_Required task_
Set each record down exactly, excluding all images.

_Data listing_
++++++++++++++++++++
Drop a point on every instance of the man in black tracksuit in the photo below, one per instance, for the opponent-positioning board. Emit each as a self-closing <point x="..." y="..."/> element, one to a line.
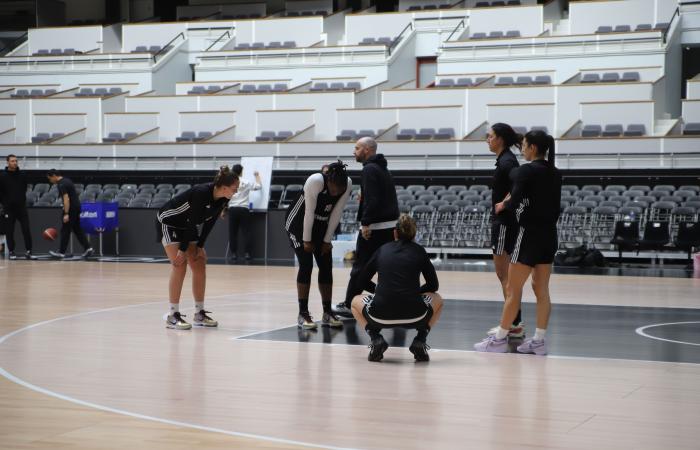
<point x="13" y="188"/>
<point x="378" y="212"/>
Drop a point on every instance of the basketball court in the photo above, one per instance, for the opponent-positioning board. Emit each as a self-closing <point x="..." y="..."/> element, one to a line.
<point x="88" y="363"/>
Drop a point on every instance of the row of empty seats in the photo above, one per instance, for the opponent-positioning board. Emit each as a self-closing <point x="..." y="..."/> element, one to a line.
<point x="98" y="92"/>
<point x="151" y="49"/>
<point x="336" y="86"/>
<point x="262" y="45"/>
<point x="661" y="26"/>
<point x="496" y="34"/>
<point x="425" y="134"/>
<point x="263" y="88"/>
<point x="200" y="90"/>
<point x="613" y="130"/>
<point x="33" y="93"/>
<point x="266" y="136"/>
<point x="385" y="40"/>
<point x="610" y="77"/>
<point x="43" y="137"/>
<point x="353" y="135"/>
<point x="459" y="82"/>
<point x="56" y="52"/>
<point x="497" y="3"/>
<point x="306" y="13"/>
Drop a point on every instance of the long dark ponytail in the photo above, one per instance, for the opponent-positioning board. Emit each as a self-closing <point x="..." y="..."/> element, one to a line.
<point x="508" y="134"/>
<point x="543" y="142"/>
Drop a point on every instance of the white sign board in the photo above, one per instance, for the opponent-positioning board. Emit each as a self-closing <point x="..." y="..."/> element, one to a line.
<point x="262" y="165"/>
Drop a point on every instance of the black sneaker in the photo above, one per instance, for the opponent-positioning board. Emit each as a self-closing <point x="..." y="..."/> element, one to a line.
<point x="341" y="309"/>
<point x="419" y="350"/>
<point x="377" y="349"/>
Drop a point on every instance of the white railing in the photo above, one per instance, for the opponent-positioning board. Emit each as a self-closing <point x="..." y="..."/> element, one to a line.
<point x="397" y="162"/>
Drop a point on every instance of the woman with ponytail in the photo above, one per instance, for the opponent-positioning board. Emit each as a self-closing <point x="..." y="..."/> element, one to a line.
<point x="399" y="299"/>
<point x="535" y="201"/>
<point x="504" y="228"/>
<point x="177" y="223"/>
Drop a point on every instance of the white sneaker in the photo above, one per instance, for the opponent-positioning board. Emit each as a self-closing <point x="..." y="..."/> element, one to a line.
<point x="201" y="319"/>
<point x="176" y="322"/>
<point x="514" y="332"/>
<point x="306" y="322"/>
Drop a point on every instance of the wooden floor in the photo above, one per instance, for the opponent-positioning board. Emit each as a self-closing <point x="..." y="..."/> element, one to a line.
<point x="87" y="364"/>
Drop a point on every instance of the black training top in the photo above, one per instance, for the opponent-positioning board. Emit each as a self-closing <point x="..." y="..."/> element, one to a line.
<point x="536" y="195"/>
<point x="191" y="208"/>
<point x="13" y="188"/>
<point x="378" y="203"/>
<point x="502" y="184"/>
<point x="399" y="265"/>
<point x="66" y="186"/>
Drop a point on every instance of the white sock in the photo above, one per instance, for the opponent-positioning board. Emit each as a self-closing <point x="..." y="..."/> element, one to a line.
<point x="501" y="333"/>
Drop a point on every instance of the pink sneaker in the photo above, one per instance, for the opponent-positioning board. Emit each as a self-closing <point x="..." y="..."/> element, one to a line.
++++++++++++++++++++
_Result of this task_
Drop a point on every instance of the man in black tracksuit in the photo below, one per instance, for the opponent-positioning board. Emit each as a self-closing <point x="..." y="..."/> element, one to a line.
<point x="13" y="188"/>
<point x="378" y="212"/>
Drop a point on every instance of the basketball court in the photo above, one per instance, for the opponent-positioning board. Emit each as a self-closing <point x="..." y="..."/> element, one to a line.
<point x="88" y="363"/>
Drop a point on every instance of the row of empty seats in the photo above, one per instance, for the opponent-positioning board. Emit each as a self-closing <point x="..." y="..."/> element, one to a line.
<point x="98" y="92"/>
<point x="151" y="49"/>
<point x="336" y="86"/>
<point x="262" y="45"/>
<point x="661" y="26"/>
<point x="496" y="34"/>
<point x="425" y="134"/>
<point x="263" y="88"/>
<point x="200" y="90"/>
<point x="613" y="130"/>
<point x="33" y="93"/>
<point x="266" y="136"/>
<point x="385" y="40"/>
<point x="610" y="77"/>
<point x="43" y="137"/>
<point x="353" y="135"/>
<point x="459" y="82"/>
<point x="56" y="52"/>
<point x="497" y="3"/>
<point x="306" y="13"/>
Drop a point on every instance of the long dark ponytail in the photo above, one per instance, for the opponent-positioning board. Emit each as a self-closing <point x="..." y="..."/> element, one to a line.
<point x="508" y="134"/>
<point x="543" y="142"/>
Drop a point on every instance of the white sign board in the photo above, one per instance, for the opponent-positioning board. Emit each as a self-closing <point x="..." y="..."/> element, one to a line.
<point x="262" y="165"/>
Drop a point on every instance of the black sneaker in the photo above, one per instance, for the opponent-positioning board. Emit each as a self-closing <point x="..." y="..."/> element, one to a line.
<point x="341" y="309"/>
<point x="419" y="350"/>
<point x="377" y="349"/>
Drop a point on every instance of the white railing in the photo above, one per instance, for the opponent-positioning board. Emit each as a self-closing <point x="..." y="..."/> element, one to a line.
<point x="397" y="162"/>
Drop a point on every instance of the woman with ponytail in the photo above, one per instance, for the opponent-positioning board. Emit each as a self-closing <point x="..." y="..."/> element, one to a line.
<point x="399" y="299"/>
<point x="535" y="201"/>
<point x="504" y="228"/>
<point x="177" y="223"/>
Drop a point on every instance of the white sneaker in the photo above, one per instance, for the opponent-positioning board. Emit each as a self-closing <point x="..." y="..."/> element, one to a line.
<point x="201" y="319"/>
<point x="176" y="322"/>
<point x="514" y="332"/>
<point x="306" y="322"/>
Drop a point on every instance of the wooden floor in the photo above, one per instance, for the opponent-positioning board. Emit each as a self-closing <point x="..." y="..."/> element, one to a line.
<point x="87" y="364"/>
Drop a point on every instance of the black training top in the photo above, one per instance, for the opponent-positioning board. Emit each as a self-closing <point x="..." y="..."/> element, one to a line.
<point x="536" y="195"/>
<point x="191" y="208"/>
<point x="13" y="188"/>
<point x="378" y="203"/>
<point x="502" y="184"/>
<point x="399" y="265"/>
<point x="66" y="186"/>
Drop a point on every instance of the white sock in the photo above, one per instance, for the opponent-positioning board. Emit each as a self-closing <point x="..." y="..."/> element, one to a line.
<point x="501" y="333"/>
Drop a point on every instance of the pink sneaker in the photo above, one per instance, for the opponent-positioning board. Emit each as a self-closing <point x="..." y="..."/> element, one to a line.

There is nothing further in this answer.